◆ Set exercise
Render the part that opens with the line containing "Pick out the statue" and closes with the line containing "x=571, y=790", both included, as a numbered list with blank lines left out. Include only those lines.

◆ Exercise inputs
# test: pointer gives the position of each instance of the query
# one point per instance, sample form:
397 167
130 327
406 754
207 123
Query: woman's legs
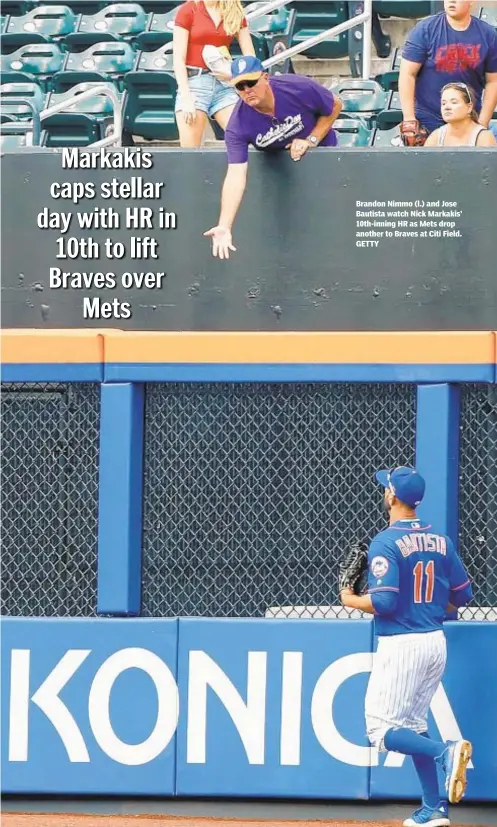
190 135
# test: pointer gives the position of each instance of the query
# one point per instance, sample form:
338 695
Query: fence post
120 499
437 455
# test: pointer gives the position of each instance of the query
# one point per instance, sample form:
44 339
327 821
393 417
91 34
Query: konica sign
220 708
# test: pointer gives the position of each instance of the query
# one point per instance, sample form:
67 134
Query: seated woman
201 23
461 120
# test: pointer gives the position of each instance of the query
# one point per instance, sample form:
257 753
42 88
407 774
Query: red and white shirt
195 18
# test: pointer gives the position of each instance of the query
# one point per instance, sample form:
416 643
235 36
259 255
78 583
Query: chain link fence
252 491
478 497
50 437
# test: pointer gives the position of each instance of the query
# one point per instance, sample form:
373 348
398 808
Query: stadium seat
15 7
403 8
352 132
313 17
488 13
387 138
389 80
388 118
108 61
119 21
28 91
260 46
148 107
77 6
70 129
41 25
364 96
159 32
12 142
35 62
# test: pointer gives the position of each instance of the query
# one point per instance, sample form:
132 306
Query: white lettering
322 712
249 718
167 706
291 709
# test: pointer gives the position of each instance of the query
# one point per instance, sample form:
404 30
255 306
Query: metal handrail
97 89
265 8
31 127
365 19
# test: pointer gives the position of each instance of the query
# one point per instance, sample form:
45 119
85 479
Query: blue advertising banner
89 706
268 705
228 707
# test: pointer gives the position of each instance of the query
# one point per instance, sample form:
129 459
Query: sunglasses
461 86
246 84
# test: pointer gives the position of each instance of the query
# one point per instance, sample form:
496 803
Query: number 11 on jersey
420 573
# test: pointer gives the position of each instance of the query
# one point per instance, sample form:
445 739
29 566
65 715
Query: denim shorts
210 95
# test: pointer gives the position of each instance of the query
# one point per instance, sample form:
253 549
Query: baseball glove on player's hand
353 569
413 134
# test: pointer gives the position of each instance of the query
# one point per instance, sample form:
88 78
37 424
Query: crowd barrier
217 707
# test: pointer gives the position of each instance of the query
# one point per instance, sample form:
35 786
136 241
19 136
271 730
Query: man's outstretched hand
222 241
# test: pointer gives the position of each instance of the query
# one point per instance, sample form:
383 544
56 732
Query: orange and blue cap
405 483
246 67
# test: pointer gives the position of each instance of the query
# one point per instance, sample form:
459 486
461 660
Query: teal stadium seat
119 21
148 108
389 80
67 126
364 97
159 32
77 6
43 24
75 129
409 9
27 91
387 138
15 7
352 132
314 16
37 62
109 61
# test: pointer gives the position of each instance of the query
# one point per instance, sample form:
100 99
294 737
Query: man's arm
232 194
325 122
362 602
489 104
407 88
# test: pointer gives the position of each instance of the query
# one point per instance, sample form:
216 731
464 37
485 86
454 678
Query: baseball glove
413 134
353 569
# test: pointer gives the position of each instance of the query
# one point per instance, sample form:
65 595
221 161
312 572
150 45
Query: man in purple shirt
452 46
281 112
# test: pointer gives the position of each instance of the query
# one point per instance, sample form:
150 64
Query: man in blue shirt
414 577
449 47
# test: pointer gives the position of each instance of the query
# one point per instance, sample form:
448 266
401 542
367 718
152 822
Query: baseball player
414 577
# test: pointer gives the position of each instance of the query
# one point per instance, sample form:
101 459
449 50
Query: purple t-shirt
299 102
447 56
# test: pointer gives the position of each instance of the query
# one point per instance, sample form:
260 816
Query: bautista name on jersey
414 575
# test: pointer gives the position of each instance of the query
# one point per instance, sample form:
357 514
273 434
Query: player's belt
195 71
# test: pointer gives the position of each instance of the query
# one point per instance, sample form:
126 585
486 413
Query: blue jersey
448 55
414 574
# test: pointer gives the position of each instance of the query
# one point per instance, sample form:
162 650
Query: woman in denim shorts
202 95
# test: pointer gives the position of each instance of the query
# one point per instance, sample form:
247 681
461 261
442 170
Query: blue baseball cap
246 68
405 483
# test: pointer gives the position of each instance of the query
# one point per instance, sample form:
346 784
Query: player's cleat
430 816
454 762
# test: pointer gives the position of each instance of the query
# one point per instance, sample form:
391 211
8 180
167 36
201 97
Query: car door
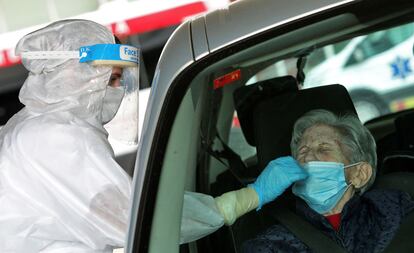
187 110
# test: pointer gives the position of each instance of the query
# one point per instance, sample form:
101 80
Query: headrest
272 119
247 97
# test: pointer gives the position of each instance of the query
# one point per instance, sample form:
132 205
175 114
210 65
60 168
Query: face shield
120 103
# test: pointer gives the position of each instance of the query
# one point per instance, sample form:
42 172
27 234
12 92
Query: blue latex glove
278 175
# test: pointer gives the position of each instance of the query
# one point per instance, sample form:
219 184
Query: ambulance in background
376 69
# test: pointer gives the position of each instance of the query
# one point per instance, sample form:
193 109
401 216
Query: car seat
396 150
268 124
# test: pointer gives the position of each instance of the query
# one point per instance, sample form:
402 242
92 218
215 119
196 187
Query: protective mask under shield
124 125
111 102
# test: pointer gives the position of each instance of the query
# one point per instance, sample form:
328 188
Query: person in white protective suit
60 188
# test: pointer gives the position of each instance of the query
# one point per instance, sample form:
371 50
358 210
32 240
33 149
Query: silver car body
157 194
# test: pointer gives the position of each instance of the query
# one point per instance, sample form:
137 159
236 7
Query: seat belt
315 239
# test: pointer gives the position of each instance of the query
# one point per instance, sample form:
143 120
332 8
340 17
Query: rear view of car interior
242 108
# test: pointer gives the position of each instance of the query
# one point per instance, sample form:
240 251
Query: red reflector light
227 79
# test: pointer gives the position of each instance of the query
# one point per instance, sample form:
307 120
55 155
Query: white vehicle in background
377 70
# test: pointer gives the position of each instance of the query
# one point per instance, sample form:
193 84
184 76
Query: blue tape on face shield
324 186
110 54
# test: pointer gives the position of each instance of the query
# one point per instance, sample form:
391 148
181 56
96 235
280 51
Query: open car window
379 80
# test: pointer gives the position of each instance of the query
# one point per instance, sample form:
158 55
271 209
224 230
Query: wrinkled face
115 79
320 143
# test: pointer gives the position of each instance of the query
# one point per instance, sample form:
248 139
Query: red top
335 220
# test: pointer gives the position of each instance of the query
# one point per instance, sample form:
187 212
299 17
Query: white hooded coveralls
60 187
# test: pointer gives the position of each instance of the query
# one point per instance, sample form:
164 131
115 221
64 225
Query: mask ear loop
350 183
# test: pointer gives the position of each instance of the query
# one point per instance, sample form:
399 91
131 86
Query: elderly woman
332 168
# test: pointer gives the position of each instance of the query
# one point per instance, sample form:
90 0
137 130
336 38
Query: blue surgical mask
324 186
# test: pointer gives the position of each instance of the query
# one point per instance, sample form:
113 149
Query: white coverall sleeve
203 214
80 184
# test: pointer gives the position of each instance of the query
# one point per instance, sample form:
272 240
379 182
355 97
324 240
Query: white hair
356 141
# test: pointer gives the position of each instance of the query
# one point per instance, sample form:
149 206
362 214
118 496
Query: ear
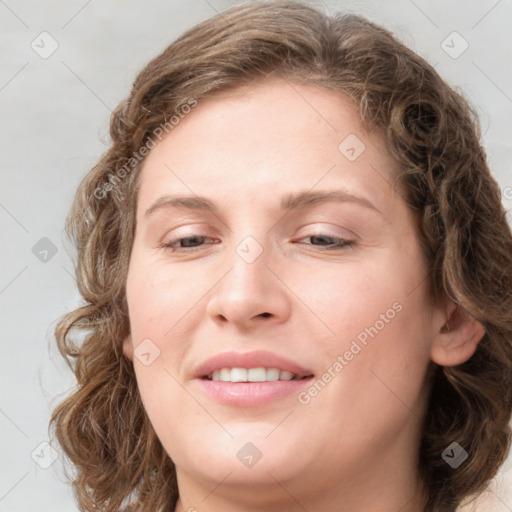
458 336
128 347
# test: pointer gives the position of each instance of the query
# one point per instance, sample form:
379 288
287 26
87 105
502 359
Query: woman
297 273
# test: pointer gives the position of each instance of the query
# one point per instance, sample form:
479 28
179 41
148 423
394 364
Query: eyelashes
336 243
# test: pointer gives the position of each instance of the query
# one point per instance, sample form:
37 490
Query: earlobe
458 338
128 347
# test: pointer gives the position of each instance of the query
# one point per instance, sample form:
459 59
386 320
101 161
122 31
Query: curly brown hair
433 134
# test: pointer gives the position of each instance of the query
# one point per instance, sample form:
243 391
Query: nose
250 293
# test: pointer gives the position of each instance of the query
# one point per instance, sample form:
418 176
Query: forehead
268 139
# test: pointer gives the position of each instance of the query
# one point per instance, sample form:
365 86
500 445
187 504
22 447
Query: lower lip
247 394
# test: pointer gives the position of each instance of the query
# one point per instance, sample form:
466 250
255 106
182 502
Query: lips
251 378
250 360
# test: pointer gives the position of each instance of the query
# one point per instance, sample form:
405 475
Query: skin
354 446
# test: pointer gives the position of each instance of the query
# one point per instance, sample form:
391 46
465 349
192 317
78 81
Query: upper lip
254 359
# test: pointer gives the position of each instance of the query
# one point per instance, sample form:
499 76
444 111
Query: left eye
194 241
336 242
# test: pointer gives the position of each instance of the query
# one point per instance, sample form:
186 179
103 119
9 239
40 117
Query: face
293 258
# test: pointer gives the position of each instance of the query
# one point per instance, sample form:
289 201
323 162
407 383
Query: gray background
54 126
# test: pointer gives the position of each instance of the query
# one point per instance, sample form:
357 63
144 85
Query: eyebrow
288 202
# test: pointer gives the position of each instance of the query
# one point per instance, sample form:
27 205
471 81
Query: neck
389 494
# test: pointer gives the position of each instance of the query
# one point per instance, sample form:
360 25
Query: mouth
260 374
251 378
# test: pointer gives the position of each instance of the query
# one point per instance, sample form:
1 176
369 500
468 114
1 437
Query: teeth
251 375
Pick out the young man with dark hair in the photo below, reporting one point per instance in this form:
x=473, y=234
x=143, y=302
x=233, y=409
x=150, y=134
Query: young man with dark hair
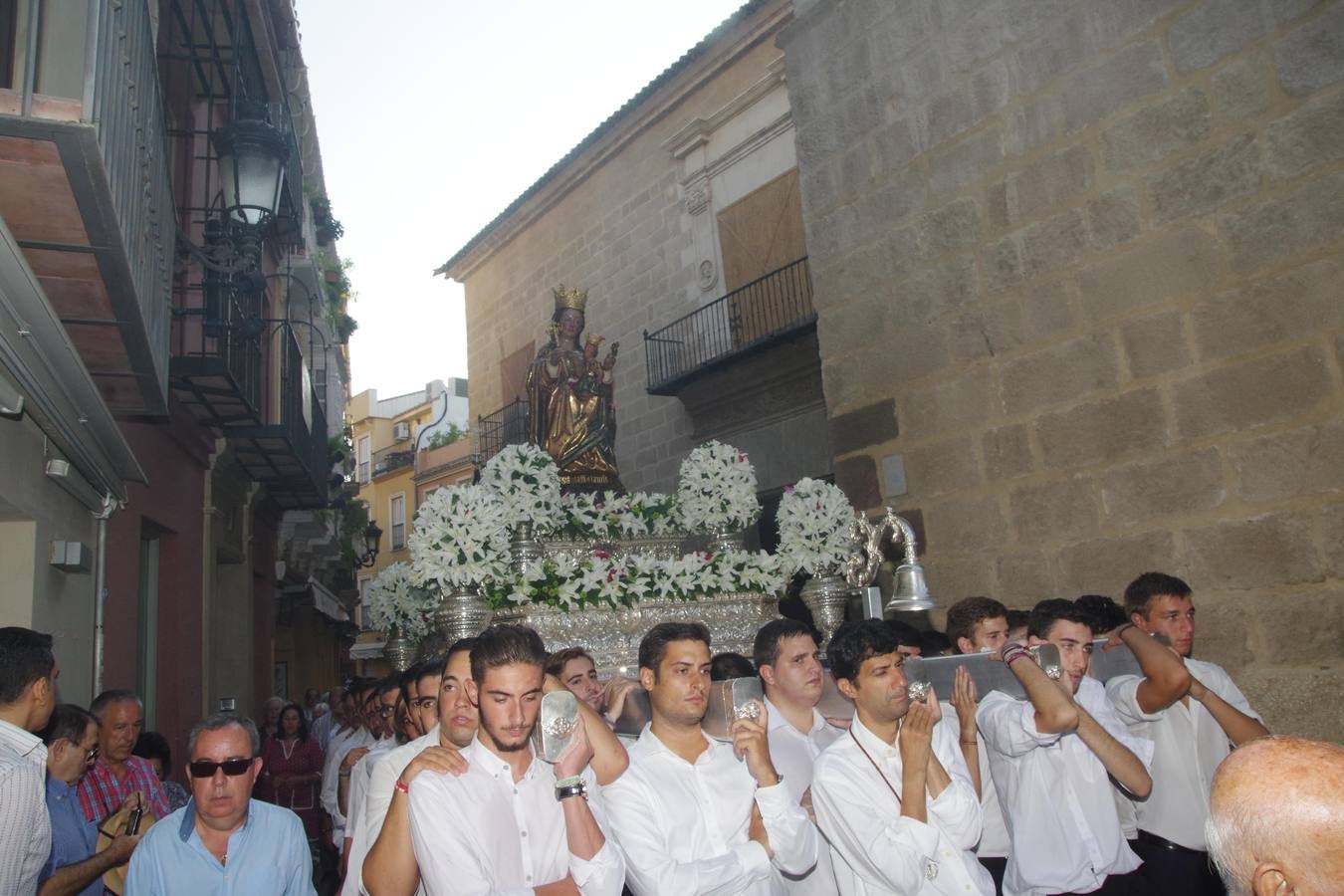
x=27, y=699
x=698, y=815
x=789, y=664
x=117, y=773
x=893, y=795
x=1194, y=714
x=514, y=822
x=1052, y=758
x=76, y=865
x=979, y=625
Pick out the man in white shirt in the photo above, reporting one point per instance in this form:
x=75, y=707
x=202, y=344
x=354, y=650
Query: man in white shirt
x=979, y=625
x=353, y=737
x=1052, y=758
x=698, y=815
x=27, y=699
x=789, y=664
x=1194, y=714
x=513, y=822
x=893, y=796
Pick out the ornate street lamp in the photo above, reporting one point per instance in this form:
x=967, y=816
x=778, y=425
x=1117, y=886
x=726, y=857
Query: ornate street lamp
x=372, y=535
x=252, y=169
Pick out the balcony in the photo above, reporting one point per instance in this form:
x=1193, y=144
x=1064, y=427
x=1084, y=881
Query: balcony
x=85, y=185
x=745, y=322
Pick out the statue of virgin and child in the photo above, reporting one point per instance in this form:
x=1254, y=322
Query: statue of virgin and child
x=571, y=411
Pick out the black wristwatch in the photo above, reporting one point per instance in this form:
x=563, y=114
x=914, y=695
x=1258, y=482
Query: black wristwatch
x=571, y=790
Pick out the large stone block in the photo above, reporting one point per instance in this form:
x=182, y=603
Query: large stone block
x=1048, y=183
x=1094, y=93
x=1166, y=265
x=1106, y=565
x=1286, y=465
x=1102, y=430
x=1296, y=305
x=1310, y=135
x=1059, y=373
x=1058, y=511
x=1155, y=131
x=1214, y=30
x=947, y=466
x=1024, y=579
x=1155, y=344
x=971, y=524
x=949, y=406
x=1251, y=394
x=1312, y=55
x=1206, y=181
x=1258, y=553
x=1286, y=226
x=1007, y=452
x=1164, y=487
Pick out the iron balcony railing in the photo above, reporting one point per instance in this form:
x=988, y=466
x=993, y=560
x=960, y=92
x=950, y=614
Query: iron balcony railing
x=745, y=320
x=506, y=426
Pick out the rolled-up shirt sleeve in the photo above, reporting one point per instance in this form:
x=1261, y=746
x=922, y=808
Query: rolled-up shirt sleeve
x=887, y=852
x=651, y=868
x=1009, y=724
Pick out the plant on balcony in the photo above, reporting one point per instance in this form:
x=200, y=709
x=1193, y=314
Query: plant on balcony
x=529, y=483
x=394, y=600
x=460, y=539
x=327, y=226
x=717, y=489
x=814, y=528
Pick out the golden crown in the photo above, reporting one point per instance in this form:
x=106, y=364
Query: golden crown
x=570, y=297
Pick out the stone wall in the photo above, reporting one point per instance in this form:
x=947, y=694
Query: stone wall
x=1077, y=266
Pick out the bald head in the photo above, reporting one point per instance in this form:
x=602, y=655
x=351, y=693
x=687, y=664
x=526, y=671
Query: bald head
x=1277, y=818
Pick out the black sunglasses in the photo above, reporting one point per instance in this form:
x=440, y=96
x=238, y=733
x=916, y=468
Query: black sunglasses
x=206, y=769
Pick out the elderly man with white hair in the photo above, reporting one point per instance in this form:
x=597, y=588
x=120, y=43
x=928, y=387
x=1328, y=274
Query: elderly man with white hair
x=1275, y=822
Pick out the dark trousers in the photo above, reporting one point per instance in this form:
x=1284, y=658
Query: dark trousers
x=997, y=868
x=1174, y=869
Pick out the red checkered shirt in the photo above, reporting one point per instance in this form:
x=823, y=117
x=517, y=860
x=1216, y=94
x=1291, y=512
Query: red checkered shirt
x=101, y=792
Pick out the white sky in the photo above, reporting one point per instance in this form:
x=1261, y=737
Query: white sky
x=436, y=114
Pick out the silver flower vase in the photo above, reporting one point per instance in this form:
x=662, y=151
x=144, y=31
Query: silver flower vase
x=825, y=596
x=399, y=650
x=525, y=549
x=460, y=614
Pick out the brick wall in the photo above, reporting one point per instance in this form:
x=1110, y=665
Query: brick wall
x=1087, y=254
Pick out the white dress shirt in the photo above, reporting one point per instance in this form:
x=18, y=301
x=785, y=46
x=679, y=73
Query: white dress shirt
x=387, y=769
x=875, y=849
x=355, y=800
x=341, y=745
x=24, y=823
x=1189, y=743
x=1056, y=796
x=481, y=831
x=684, y=826
x=994, y=833
x=794, y=755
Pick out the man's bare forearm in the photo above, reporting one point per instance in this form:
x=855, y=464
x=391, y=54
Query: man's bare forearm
x=1118, y=760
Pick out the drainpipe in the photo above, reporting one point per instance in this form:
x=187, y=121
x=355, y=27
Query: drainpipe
x=100, y=588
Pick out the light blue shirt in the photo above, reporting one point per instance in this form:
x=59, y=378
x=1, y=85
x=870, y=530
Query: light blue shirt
x=268, y=854
x=73, y=837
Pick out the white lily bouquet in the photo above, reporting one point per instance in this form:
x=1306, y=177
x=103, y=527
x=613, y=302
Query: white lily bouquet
x=816, y=528
x=460, y=539
x=717, y=489
x=392, y=600
x=529, y=484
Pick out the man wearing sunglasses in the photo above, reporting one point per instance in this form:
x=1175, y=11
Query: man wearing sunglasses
x=223, y=841
x=76, y=865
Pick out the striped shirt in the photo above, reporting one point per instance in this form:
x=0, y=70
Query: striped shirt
x=101, y=792
x=24, y=826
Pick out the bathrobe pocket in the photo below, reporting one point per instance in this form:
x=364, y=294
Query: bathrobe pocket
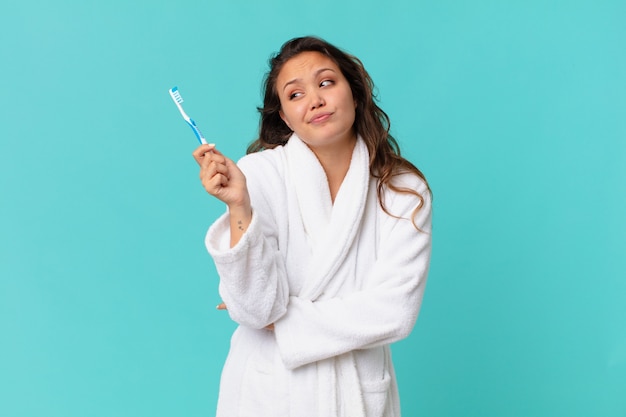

◆ Response to the exercise
1. Pick out the statue of virgin and child in the photo above, reporting one point per instance in this form:
2. x=1254, y=322
3. Query: statue of virgin and child
4. x=571, y=411
5. Pick out the black wristwatch in the photo above, reporting one point per instance in this form:
6. x=563, y=114
7. x=914, y=695
8. x=1258, y=482
9. Query: black wristwatch
10. x=571, y=790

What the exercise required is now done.